[Collected data entries]
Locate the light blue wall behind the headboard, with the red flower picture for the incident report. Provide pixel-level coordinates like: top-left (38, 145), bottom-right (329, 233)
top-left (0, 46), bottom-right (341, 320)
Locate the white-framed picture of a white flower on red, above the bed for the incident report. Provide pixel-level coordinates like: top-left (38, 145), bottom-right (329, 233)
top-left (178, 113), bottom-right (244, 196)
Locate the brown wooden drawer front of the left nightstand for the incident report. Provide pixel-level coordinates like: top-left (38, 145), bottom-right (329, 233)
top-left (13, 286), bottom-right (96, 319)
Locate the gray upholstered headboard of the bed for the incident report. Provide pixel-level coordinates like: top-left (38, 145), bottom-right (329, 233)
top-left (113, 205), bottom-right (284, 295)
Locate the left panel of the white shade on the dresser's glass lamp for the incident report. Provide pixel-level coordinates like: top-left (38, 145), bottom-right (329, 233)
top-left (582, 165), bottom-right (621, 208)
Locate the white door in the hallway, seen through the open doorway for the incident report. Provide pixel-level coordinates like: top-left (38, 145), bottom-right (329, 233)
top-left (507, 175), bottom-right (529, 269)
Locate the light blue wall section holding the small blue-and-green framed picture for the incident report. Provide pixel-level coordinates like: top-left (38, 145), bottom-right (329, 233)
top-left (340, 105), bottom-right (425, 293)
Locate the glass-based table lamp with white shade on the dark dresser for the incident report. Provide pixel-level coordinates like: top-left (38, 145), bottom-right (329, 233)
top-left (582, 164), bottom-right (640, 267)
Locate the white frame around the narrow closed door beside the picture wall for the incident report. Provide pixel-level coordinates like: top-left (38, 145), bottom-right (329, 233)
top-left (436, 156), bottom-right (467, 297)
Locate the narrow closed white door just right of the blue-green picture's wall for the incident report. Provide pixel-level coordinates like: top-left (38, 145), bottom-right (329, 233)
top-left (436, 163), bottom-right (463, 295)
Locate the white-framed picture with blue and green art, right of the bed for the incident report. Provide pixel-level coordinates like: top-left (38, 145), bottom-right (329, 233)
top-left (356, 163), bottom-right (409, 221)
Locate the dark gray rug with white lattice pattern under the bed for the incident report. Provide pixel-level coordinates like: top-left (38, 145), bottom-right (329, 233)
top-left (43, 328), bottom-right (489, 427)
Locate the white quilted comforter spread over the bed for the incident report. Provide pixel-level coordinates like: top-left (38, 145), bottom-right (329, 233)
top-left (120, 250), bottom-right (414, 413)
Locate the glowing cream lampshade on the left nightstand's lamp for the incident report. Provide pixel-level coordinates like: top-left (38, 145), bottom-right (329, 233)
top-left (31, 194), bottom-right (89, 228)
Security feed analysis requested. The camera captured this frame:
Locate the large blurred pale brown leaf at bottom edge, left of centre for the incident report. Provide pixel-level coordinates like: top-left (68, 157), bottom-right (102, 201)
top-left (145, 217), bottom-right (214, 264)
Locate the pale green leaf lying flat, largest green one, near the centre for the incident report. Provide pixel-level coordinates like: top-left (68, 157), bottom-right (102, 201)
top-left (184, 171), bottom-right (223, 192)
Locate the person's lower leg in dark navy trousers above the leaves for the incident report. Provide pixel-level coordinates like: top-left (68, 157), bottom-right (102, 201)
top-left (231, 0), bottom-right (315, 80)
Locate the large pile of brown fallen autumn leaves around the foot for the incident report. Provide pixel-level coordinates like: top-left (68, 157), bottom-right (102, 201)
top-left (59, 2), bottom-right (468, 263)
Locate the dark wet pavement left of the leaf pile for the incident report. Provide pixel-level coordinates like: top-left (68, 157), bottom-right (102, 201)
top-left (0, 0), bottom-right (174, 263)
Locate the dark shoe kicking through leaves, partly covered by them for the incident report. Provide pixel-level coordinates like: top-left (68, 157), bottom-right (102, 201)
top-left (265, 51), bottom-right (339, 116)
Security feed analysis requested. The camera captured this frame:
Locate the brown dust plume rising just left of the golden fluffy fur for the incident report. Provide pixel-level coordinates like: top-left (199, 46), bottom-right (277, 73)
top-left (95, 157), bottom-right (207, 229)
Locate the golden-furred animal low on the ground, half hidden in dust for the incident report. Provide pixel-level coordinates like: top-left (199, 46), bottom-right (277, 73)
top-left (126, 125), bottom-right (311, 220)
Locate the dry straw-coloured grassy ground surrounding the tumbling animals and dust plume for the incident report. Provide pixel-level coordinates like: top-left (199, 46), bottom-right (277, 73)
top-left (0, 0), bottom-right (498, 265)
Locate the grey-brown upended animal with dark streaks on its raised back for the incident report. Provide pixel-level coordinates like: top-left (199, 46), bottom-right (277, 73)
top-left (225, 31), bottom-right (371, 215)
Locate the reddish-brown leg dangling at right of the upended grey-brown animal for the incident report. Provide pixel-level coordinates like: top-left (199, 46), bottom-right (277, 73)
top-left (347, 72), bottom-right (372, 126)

◆ Task goal
So that no detail is lost, give every line of the data again exactly.

◆ Reply
Locate the light blue wall behind the headboard, with the red flower picture for the incident report. Provide pixel-level coordinates like: top-left (38, 145), bottom-right (329, 233)
top-left (0, 46), bottom-right (341, 320)
Locate the white-framed picture of a white flower on red, above the bed for the incident report. Provide pixel-level coordinates like: top-left (38, 145), bottom-right (329, 233)
top-left (178, 113), bottom-right (244, 196)
Locate the brown wooden drawer front of the left nightstand for the incident report. Provide pixel-level coordinates like: top-left (38, 145), bottom-right (329, 233)
top-left (13, 286), bottom-right (96, 319)
Locate the gray upholstered headboard of the bed for the incident report. Provide pixel-level coordinates like: top-left (38, 145), bottom-right (329, 233)
top-left (113, 205), bottom-right (284, 295)
Locate the left panel of the white shade on the dresser's glass lamp for the incident report. Provide pixel-level coordinates like: top-left (38, 145), bottom-right (329, 233)
top-left (582, 165), bottom-right (621, 208)
Locate the white door in the hallway, seen through the open doorway for the incident report. Provide pixel-level coordinates like: top-left (38, 145), bottom-right (329, 233)
top-left (507, 175), bottom-right (529, 269)
Locate the light blue wall section holding the small blue-and-green framed picture for the incident report. Provide pixel-level coordinates like: top-left (38, 145), bottom-right (329, 233)
top-left (340, 105), bottom-right (425, 293)
Locate the glass-based table lamp with white shade on the dark dresser for the incident report. Provide pixel-level coordinates like: top-left (38, 145), bottom-right (329, 233)
top-left (582, 164), bottom-right (640, 267)
Locate the white frame around the narrow closed door beside the picture wall for the incident report. Provide pixel-level coordinates like: top-left (38, 145), bottom-right (329, 233)
top-left (436, 156), bottom-right (467, 297)
Locate the narrow closed white door just right of the blue-green picture's wall for the incident report. Provide pixel-level coordinates like: top-left (38, 145), bottom-right (329, 233)
top-left (436, 163), bottom-right (463, 295)
Locate the white-framed picture with blue and green art, right of the bed for the incident report. Provide pixel-level coordinates like: top-left (38, 145), bottom-right (329, 233)
top-left (356, 163), bottom-right (409, 221)
Locate the dark gray rug with white lattice pattern under the bed for the incident report. Provide pixel-level coordinates like: top-left (38, 145), bottom-right (329, 233)
top-left (43, 328), bottom-right (489, 427)
Locate the white quilted comforter spread over the bed for the incident report. Provide pixel-level coordinates like: top-left (38, 145), bottom-right (329, 233)
top-left (120, 250), bottom-right (414, 413)
Locate the glowing cream lampshade on the left nightstand's lamp for the incident report. Provide pixel-level coordinates like: top-left (38, 145), bottom-right (329, 233)
top-left (31, 194), bottom-right (89, 228)
Security feed analysis requested. The camera captured this frame:
Locate the large blurred pale brown leaf at bottom edge, left of centre for the incident report. Provide pixel-level coordinates like: top-left (68, 157), bottom-right (102, 201)
top-left (145, 217), bottom-right (214, 264)
Locate the pale green leaf lying flat, largest green one, near the centre for the incident report. Provide pixel-level coordinates like: top-left (68, 157), bottom-right (102, 201)
top-left (184, 171), bottom-right (223, 192)
Locate the person's lower leg in dark navy trousers above the leaves for the incident report. Provide pixel-level coordinates like: top-left (68, 157), bottom-right (102, 201)
top-left (231, 0), bottom-right (315, 80)
Locate the large pile of brown fallen autumn leaves around the foot for the incident report. Provide pixel-level coordinates like: top-left (68, 157), bottom-right (102, 201)
top-left (59, 2), bottom-right (468, 263)
Locate the dark wet pavement left of the leaf pile for the incident report. Provide pixel-level coordinates like: top-left (68, 157), bottom-right (102, 201)
top-left (0, 0), bottom-right (174, 263)
Locate the dark shoe kicking through leaves, partly covered by them for the incident report. Provide pixel-level coordinates like: top-left (68, 157), bottom-right (102, 201)
top-left (265, 51), bottom-right (339, 116)
Security feed analysis requested. The camera captured this frame:
Locate the brown dust plume rising just left of the golden fluffy fur for the incident report. Provide pixel-level coordinates like: top-left (199, 46), bottom-right (277, 73)
top-left (95, 157), bottom-right (207, 229)
Locate the golden-furred animal low on the ground, half hidden in dust for the incident report. Provide pixel-level coordinates like: top-left (199, 46), bottom-right (277, 73)
top-left (126, 125), bottom-right (311, 220)
Locate the dry straw-coloured grassy ground surrounding the tumbling animals and dust plume for the incident report. Provide pixel-level coordinates like: top-left (199, 46), bottom-right (277, 73)
top-left (0, 0), bottom-right (498, 265)
Locate the grey-brown upended animal with dark streaks on its raised back for the incident report. Provide pixel-level coordinates like: top-left (199, 46), bottom-right (277, 73)
top-left (225, 31), bottom-right (371, 215)
Locate the reddish-brown leg dangling at right of the upended grey-brown animal for the incident report. Provide pixel-level coordinates like: top-left (199, 46), bottom-right (277, 73)
top-left (347, 72), bottom-right (372, 126)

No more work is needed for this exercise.